**REQUIRED TASK**
Please return each of the records below word for word, with nothing changed.

------------------------------

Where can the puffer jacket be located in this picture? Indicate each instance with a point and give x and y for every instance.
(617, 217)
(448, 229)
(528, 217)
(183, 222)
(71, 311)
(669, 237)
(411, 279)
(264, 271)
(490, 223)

------------------------------

**OUTPUT FOR THIS EXERCISE**
Where can the puffer jacket be located in this picture? Indicate each instance with a point and give x and y for every instance.
(617, 217)
(448, 229)
(528, 217)
(183, 222)
(71, 311)
(669, 237)
(411, 279)
(264, 271)
(490, 223)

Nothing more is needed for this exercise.